Dataset entries:
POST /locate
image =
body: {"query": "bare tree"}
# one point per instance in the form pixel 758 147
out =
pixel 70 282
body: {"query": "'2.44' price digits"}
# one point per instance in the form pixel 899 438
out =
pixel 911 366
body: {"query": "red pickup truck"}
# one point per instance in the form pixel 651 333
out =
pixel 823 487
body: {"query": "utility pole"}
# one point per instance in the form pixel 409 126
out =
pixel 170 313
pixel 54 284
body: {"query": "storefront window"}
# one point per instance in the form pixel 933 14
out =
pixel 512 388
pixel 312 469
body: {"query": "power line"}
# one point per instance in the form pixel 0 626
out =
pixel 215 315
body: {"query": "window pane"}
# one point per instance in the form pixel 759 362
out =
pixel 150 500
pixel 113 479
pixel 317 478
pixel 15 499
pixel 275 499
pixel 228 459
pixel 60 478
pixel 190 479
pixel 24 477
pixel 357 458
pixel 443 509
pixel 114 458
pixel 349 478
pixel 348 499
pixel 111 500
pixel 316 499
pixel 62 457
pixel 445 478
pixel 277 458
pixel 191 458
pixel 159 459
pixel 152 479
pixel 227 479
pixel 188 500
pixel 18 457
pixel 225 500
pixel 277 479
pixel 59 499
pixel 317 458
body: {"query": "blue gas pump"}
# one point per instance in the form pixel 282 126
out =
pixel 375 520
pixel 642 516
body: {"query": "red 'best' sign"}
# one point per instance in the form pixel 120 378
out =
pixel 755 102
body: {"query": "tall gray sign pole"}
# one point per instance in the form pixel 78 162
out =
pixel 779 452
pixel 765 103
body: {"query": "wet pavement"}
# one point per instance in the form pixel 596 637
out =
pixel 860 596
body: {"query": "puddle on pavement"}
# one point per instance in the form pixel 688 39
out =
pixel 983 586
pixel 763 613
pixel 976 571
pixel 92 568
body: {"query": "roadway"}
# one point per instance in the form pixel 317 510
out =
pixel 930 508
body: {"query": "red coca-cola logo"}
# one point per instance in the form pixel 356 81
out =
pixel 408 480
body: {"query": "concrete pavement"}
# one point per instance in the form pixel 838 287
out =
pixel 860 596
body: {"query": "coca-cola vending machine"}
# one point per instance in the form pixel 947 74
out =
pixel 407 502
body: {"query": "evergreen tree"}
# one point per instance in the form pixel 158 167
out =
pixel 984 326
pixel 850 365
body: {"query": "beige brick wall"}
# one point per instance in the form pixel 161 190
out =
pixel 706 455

• Work instructions: Read through the entries and count the lines where "window" appears; respond with the number only.

• Final answer: 2